EXERCISE GOAL
Locate each line in the records below that contains the word "tree" and copy those lines in full.

SUPPLIED DATA
--- BEGIN ---

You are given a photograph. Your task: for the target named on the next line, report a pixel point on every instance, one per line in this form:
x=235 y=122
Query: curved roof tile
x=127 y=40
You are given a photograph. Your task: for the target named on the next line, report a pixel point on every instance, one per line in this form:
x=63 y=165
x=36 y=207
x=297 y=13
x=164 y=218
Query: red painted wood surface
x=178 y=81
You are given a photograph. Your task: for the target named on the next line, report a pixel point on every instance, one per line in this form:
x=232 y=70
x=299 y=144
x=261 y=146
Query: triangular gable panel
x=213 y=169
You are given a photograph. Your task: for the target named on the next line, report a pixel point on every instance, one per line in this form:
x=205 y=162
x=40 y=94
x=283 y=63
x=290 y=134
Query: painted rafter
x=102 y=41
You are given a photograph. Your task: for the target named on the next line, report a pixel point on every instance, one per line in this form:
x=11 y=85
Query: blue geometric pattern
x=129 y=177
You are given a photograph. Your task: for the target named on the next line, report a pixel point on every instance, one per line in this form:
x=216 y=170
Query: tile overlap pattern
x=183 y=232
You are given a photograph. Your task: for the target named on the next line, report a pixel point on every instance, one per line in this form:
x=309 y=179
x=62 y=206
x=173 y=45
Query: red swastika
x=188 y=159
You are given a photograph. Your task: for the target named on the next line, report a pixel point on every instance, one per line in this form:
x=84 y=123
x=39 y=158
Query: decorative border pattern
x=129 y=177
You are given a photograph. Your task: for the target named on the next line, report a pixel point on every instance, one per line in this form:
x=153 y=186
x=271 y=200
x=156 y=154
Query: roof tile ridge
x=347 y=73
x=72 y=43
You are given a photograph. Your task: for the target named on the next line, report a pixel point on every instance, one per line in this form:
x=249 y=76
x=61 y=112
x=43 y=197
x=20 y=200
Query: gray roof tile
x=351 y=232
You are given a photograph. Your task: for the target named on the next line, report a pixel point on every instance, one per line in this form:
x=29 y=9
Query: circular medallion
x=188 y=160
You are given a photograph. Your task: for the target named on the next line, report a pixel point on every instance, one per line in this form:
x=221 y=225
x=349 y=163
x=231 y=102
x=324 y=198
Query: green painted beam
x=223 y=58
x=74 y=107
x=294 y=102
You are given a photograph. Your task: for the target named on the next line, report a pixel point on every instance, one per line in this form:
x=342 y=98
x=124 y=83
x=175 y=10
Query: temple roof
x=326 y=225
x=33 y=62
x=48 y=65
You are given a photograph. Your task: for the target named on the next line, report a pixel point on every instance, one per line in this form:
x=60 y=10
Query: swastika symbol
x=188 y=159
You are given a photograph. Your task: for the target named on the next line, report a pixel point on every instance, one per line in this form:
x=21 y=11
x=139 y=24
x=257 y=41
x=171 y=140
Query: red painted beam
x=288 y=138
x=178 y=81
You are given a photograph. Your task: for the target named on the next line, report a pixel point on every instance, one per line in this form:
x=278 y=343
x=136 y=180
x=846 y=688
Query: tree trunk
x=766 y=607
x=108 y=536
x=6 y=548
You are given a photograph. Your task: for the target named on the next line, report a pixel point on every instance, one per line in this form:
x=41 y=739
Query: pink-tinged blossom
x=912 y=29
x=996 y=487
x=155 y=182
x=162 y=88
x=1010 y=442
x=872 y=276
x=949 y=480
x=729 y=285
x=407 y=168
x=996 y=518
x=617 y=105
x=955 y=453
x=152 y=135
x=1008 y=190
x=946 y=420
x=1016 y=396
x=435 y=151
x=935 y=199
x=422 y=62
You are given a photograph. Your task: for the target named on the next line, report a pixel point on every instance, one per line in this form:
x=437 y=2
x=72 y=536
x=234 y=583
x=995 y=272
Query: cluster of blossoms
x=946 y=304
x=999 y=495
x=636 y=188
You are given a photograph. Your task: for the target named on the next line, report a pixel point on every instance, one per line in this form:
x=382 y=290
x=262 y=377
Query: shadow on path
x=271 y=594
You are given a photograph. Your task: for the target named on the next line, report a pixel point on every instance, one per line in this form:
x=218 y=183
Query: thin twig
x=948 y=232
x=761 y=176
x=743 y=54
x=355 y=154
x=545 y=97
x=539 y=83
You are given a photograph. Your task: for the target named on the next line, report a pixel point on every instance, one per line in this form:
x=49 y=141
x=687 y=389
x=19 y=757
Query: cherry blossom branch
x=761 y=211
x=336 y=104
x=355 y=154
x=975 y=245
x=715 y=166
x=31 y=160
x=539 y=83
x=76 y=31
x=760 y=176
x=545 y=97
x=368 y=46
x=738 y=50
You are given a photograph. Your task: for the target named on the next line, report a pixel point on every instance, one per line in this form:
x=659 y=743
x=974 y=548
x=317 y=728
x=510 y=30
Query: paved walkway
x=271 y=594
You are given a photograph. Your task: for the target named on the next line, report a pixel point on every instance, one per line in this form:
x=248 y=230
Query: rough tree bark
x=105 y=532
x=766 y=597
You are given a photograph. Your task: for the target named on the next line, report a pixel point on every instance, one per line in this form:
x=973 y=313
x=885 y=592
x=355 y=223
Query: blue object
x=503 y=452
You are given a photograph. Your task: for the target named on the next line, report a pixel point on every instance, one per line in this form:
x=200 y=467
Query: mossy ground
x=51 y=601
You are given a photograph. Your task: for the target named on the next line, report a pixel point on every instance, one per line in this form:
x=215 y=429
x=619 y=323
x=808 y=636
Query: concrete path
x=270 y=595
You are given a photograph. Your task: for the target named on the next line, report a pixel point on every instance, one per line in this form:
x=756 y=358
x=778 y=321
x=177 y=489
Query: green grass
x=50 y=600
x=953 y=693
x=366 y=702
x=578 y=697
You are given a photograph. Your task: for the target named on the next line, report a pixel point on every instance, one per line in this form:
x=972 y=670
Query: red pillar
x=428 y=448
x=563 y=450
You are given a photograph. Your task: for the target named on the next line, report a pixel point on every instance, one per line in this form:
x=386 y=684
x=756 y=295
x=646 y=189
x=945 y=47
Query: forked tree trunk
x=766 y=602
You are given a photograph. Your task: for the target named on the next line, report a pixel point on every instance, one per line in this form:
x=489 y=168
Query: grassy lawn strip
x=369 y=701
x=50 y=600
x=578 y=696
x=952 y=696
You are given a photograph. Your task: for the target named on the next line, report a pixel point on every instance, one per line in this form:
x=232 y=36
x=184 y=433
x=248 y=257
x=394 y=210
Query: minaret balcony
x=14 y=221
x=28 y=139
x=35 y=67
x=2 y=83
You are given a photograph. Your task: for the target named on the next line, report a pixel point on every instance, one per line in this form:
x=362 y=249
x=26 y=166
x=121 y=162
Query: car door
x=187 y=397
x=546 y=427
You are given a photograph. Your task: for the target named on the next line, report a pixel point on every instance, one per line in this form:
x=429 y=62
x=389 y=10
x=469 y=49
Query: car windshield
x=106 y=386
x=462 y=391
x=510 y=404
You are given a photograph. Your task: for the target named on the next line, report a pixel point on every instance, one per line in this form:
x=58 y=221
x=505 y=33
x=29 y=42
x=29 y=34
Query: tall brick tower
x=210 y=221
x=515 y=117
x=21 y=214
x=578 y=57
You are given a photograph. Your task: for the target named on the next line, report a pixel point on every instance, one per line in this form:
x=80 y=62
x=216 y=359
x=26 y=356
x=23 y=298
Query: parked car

--- END ---

ANSWER TO THE TASK
Query: tree trunk
Query: rough tree bark
Query: forked tree trunk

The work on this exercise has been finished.